* _WRITTEN REQUEST_:
How many lines in the data contain the string "item"? Give only the number.

* _INPUT ROWS_:
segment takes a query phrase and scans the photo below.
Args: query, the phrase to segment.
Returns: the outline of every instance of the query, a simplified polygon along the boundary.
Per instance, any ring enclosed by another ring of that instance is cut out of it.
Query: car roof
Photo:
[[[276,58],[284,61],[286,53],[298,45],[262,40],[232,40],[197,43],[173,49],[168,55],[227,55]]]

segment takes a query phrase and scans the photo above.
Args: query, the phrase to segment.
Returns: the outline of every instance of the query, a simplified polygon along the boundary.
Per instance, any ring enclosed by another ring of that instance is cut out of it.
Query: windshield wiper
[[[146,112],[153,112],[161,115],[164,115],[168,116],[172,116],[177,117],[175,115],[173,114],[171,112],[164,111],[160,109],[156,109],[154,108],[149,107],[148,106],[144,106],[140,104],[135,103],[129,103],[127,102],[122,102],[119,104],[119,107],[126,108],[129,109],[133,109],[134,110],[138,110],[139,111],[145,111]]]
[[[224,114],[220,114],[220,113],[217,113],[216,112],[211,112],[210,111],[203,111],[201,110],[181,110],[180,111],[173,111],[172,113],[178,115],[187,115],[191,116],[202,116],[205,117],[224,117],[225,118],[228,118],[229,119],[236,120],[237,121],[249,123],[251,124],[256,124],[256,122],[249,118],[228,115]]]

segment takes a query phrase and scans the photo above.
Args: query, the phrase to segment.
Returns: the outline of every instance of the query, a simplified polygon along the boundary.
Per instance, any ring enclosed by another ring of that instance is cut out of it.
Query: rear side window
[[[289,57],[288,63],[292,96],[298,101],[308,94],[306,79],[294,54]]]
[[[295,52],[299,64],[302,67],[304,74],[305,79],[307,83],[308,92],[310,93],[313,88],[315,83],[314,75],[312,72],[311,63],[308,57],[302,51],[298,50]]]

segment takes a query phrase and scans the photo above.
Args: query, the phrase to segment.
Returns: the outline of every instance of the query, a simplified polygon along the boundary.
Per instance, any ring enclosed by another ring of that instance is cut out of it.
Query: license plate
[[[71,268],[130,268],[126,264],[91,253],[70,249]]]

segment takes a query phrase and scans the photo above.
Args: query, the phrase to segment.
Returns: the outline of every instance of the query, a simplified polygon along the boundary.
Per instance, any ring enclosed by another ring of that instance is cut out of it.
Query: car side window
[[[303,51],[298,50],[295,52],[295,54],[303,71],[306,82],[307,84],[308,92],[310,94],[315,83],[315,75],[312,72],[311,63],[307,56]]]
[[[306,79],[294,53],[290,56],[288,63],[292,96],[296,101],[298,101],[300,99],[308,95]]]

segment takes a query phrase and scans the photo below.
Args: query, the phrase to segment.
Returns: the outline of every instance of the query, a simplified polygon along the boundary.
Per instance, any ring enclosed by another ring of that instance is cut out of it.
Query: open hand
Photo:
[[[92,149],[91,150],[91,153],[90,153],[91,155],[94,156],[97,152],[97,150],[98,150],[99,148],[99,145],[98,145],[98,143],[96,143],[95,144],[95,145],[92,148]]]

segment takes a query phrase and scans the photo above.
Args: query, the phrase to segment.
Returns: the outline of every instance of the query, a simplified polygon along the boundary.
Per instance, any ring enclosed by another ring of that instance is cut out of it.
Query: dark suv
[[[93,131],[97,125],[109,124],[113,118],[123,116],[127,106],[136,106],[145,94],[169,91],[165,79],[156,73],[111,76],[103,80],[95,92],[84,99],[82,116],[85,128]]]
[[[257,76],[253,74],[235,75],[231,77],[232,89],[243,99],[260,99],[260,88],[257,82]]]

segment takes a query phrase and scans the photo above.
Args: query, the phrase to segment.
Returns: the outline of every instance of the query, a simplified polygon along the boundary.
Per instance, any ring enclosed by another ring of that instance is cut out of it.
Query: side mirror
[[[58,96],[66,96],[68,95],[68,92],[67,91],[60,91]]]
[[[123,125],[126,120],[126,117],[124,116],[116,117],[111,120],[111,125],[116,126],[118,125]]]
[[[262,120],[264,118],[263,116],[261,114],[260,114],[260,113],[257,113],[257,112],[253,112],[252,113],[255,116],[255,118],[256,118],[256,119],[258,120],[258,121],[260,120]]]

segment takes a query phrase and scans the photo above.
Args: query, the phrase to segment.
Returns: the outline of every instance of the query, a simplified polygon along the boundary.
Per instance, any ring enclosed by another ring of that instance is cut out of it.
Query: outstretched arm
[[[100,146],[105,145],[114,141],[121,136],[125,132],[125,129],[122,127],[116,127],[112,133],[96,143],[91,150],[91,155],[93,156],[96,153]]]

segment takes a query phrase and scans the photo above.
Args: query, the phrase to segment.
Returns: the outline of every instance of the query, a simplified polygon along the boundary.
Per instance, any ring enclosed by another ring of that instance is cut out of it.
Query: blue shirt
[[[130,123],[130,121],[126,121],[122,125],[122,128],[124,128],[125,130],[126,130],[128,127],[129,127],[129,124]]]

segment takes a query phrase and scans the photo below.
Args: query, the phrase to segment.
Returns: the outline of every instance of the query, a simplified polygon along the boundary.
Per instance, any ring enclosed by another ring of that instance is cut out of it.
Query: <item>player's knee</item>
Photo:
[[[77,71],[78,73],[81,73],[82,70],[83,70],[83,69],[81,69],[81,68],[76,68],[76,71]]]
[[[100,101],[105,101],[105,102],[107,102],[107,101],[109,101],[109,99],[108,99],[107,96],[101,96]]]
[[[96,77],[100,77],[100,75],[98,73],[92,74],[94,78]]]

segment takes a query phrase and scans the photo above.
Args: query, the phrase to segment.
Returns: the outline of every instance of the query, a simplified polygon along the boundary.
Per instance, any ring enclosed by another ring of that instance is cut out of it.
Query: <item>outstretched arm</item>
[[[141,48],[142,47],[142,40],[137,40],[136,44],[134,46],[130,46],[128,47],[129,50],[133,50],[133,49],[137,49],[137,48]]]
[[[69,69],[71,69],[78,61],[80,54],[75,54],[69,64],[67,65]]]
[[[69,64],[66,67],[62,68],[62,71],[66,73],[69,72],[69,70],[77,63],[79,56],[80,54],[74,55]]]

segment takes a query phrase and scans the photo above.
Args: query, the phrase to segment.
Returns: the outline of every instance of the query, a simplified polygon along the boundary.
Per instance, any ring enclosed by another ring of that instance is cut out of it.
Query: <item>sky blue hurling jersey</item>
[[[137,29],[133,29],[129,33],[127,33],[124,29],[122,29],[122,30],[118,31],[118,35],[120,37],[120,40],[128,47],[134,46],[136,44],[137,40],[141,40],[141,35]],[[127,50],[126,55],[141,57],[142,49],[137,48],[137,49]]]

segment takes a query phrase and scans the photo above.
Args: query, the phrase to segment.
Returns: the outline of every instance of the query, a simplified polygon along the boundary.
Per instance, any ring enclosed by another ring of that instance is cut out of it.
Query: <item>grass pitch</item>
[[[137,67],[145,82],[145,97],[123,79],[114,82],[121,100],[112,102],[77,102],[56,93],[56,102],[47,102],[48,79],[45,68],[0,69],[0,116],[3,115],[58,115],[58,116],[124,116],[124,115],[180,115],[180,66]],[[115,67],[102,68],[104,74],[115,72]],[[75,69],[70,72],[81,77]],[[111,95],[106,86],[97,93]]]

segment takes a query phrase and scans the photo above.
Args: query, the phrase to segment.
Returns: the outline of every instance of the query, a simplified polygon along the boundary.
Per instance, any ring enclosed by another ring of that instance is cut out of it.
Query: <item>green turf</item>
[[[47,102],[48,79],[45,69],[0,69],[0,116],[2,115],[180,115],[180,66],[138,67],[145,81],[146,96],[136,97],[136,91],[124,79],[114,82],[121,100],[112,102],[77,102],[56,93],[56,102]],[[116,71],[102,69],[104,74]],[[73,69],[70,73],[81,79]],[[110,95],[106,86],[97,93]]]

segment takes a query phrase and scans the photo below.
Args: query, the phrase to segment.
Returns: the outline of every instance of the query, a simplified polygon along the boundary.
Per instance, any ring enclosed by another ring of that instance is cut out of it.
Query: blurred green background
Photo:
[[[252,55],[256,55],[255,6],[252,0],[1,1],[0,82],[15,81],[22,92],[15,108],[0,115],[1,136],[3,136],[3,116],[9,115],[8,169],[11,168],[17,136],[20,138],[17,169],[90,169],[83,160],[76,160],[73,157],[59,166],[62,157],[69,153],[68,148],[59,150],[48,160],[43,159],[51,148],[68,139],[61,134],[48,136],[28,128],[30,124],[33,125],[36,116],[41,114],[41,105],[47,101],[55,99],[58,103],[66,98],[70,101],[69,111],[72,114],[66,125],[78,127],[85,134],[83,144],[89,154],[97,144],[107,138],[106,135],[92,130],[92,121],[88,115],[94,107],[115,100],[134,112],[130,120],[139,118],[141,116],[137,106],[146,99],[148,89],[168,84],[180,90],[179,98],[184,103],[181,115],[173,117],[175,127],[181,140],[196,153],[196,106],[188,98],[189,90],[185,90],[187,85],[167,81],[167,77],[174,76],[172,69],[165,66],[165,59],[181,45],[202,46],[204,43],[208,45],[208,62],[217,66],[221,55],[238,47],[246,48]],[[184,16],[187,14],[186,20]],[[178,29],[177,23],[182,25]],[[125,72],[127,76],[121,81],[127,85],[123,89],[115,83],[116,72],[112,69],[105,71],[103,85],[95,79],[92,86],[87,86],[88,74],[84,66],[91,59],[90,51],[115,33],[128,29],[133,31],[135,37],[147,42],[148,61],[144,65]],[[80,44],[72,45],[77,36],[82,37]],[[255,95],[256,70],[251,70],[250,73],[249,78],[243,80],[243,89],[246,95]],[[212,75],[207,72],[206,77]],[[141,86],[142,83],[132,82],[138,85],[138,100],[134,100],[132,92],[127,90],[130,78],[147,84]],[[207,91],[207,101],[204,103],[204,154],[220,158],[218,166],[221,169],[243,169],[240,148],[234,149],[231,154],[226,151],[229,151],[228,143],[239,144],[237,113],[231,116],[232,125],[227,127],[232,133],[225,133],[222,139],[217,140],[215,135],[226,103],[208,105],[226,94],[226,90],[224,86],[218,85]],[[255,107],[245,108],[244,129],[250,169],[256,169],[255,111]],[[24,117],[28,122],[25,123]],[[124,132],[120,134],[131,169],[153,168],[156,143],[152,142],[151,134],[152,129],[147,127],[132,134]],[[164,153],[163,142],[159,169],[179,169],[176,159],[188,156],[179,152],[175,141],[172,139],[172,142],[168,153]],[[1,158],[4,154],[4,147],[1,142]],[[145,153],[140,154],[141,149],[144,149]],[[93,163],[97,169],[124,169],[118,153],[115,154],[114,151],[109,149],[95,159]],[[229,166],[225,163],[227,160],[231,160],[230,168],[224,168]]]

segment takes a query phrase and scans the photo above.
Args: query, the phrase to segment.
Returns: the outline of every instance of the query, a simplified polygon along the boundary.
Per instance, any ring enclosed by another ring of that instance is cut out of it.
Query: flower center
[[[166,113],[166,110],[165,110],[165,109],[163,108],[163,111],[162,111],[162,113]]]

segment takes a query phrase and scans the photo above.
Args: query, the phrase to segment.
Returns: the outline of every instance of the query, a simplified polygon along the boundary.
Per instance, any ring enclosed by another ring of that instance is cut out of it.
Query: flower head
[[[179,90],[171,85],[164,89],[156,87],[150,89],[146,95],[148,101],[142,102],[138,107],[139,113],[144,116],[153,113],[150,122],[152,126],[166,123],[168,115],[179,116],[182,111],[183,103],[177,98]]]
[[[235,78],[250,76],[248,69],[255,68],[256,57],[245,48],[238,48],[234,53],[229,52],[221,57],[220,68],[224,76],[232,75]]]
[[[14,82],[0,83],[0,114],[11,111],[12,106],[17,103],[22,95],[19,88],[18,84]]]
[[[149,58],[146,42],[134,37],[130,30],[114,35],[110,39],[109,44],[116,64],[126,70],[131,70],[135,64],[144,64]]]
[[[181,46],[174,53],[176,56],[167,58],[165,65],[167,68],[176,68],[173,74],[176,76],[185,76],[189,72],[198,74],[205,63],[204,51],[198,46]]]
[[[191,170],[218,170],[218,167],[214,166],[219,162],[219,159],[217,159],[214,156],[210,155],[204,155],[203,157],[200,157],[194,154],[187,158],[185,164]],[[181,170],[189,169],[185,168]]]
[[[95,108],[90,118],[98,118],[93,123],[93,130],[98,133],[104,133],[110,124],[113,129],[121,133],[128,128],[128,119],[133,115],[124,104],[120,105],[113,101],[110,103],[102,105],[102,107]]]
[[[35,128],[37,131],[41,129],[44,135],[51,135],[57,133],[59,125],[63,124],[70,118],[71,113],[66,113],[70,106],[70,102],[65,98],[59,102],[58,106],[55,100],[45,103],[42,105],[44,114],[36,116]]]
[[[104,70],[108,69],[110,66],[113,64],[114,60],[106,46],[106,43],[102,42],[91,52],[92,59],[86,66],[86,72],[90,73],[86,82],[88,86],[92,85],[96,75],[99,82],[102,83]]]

* _IN RESPONSE_:
5